▶ _Excerpt_:
┄┄┄┄┄┄

Coronavirus: Latest from around the world - Friday, January 14

Here's the latest from around the world.
Here's the latest from around the world. Photo credit: Getty Images.

Tens of thousands of French teachers walked off the job over what they say is the government's failure to adopt a coherent policy for schools to manage the pandemic, while the White House said U.S. schools should receive the first additional rapid tests being made available by the federal government in about two weeks.

According to Worldometers, there have been 318,491,885 cases of COVID-19 detected, with 5,534,552 deaths. 


Spain will cap prices for rapid tests and open up its booster shot programme to everyone over the age of 18.

British Prime Minister Boris Johnson's premiership was in the balance as he faced calls from within his Conservative Party to resign after he admitted attending a party at his official residence during a lockdown.

Hungary, which expects a substantial further increase in infections over the coming weeks, is to make a fourth shot available to people who ask for it, Prime Minister Viktor Orban's chief of staff said.


Mexico on Wednesday posted a record 44,187 new confirmed cases, bringing its total number of infections to 4,214,253.

Canada will allow unvaccinated Canadian truckers to cross in from the United States, reversing a decision requiring all truckers to be inoculated against the coronavirus, Canada's border agency said on Wednesday.


New infections in Indian cities could peak next week after rising rapidly, experts said, as the country reported the highest number of daily cases since late May and Prime Minister Narendra Modi said India had adequate stocks of vaccines across states.

Tokyo recorded a new four-month high in infections, and experts forecast the spread of the Omicron variant would cause the daily count to triple by month's end.

Tianjin in northern China reported 41 domestically transmitted cases, while the northeastern city of Dalian reported that an individual arriving from Tianjin had also contracted the Omicron variant.

┄┄┄┄┄┄

▶ _Your tasks_:
(1) Answer these questions using the coronavirus roundup:
(a) How many deaths from COVID-19 does it report, according to Worldometers?
(b) How many new confirmed cases did Mexico post on Wednesday?
(c) How many domestically transmitted cases did Tianjin report?
(2) List every person the coronavirus roundup names as a prime minister, with that person's country.
(3) Write a continuation of the coronavirus roundup that picks up after its final sentence.

▶ _Data extract_:

┄┄┄┄┄┄

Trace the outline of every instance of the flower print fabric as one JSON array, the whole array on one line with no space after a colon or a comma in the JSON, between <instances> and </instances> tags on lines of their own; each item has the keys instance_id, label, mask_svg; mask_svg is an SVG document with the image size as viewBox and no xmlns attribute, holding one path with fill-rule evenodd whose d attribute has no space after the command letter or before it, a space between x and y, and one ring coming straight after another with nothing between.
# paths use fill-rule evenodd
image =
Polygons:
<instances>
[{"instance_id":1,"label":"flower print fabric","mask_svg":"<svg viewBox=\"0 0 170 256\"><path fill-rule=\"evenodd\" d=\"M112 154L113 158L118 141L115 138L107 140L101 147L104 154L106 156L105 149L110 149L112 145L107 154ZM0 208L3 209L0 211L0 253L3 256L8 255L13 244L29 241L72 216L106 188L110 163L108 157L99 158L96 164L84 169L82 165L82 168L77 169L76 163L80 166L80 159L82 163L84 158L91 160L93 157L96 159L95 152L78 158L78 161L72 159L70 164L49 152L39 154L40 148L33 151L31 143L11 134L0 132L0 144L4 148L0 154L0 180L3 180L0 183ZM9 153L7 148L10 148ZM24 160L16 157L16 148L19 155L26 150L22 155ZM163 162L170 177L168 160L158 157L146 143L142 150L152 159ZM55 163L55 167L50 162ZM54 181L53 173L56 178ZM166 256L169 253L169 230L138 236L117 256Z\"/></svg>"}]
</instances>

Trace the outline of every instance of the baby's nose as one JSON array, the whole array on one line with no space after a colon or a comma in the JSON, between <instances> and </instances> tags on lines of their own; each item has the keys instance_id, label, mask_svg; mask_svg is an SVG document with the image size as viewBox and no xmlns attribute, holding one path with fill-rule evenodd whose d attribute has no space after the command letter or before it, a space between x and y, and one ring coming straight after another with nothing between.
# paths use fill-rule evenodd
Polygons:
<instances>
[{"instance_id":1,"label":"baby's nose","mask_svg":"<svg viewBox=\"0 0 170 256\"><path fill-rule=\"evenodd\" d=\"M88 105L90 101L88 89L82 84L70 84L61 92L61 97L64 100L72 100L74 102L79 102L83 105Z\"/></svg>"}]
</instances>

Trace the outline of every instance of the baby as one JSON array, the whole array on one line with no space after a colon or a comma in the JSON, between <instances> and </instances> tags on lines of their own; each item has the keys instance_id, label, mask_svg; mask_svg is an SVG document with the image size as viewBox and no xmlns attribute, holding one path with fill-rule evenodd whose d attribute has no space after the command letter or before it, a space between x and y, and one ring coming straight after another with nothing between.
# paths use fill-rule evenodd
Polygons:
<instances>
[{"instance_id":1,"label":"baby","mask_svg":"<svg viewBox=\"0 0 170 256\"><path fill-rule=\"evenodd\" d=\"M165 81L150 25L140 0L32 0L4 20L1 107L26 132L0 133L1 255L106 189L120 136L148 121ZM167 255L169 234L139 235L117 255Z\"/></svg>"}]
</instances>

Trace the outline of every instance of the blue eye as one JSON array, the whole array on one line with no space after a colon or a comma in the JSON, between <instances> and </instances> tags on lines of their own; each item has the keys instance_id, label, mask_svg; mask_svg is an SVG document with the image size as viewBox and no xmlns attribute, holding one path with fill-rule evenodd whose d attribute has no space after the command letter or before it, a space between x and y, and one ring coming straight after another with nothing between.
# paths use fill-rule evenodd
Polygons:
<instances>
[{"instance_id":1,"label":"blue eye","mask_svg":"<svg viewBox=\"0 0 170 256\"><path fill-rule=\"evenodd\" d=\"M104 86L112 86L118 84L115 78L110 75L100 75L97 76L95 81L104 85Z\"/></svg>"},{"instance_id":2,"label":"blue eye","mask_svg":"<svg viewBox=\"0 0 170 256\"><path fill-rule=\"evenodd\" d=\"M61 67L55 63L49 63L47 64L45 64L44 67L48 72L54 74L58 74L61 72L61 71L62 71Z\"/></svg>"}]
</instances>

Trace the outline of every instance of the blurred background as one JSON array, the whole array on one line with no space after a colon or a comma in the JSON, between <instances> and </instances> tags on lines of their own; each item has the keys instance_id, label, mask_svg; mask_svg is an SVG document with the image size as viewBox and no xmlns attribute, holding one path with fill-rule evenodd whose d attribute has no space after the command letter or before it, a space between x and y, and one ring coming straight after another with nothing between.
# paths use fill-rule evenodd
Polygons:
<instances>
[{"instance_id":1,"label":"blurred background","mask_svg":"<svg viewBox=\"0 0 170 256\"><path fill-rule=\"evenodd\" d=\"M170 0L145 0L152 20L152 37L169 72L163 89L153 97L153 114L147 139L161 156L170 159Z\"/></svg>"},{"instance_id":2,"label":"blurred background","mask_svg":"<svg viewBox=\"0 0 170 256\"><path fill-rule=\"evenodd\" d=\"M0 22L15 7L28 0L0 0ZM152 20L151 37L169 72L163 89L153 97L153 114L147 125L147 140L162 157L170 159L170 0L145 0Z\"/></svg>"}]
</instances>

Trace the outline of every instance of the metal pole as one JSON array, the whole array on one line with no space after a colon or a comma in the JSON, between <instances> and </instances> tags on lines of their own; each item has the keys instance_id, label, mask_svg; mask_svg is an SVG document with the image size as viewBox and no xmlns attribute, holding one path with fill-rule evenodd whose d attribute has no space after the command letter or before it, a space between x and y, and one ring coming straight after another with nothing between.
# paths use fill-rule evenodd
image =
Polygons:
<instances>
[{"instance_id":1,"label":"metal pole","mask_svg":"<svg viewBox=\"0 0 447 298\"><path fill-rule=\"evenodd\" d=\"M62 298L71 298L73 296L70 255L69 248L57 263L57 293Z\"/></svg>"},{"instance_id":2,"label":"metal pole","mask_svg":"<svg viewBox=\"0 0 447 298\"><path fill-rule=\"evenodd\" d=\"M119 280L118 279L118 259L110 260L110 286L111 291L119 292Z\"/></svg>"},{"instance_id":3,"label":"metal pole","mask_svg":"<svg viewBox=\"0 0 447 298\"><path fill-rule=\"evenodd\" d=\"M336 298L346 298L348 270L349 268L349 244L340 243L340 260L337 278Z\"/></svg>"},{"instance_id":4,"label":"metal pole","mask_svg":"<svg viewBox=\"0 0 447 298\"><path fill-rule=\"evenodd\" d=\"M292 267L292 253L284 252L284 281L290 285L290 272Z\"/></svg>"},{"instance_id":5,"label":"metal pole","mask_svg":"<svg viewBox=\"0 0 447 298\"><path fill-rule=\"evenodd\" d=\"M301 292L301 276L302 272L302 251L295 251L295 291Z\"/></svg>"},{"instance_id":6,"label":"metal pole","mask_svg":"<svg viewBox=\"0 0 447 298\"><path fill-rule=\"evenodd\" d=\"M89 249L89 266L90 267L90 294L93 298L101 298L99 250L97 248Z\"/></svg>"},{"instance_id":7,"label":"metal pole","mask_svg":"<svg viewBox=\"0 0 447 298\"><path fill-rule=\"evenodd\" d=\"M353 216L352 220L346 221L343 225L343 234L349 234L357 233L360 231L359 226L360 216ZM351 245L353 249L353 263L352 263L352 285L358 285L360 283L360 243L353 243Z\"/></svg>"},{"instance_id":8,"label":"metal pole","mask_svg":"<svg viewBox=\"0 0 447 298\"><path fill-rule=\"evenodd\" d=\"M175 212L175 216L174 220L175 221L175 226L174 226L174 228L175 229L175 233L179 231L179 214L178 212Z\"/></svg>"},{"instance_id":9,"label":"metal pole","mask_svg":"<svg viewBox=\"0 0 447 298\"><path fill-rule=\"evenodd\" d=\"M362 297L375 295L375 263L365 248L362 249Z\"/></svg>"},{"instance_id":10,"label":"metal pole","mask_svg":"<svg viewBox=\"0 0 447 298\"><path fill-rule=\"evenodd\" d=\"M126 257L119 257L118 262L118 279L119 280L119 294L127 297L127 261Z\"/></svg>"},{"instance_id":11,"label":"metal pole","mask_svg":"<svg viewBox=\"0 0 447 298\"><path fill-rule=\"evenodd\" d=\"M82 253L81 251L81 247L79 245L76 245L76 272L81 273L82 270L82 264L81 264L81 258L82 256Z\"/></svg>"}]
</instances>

┄┄┄┄┄┄

▶ _Response list_:
(1)
(a) 5,534,552
(b) 44,187
(c) 41

(2)
- Boris Johnson (Britain)
- Viktor Orban (Hungary)
- Narendra Modi (India)

(3)
South Korea will begin treating patients with Pfizer's antiviral pills on Friday, the first Asian country to do so.

After nearly two years of border closures to protect North Korea against the pandemic, some humanitarian aid is trickling into the country.


Africa's top public health body said it was in talks with Pfizer about securing supplies of its antiviral COVID-19 pills for the continent.

A "shocking" surge in cases across the World Health Organization's Eastern Mediterranean region is probably due to the Omicron variant, a WHO official said, warning that some countries in the group still have very low vaccination rates.


AstraZeneca said preliminary data from a trial showed its COVID-19 shot, Vaxzevria, generated an increase in antibodies against the Omicron and other variants when given as a third booster dose.

Polish scientists have found a gene that they say more than doubles the risk of becoming severely ill with COVID-19, a discovery they hope could help doctors identify people who are most at risk from the disease.


Jittery global financial markets saw signs of stabilisation, with major equity bourses and bond yields holding their ground and the dollar wilting after the highest U.S. inflation reading in nearly 40 years.

The global life insurance industry was hit with reported claims due to COVID-19 of $5.5 billion in the first nine months of 2021 versus $3.5 billion for the whole of 2020, according to insurance broker Howden.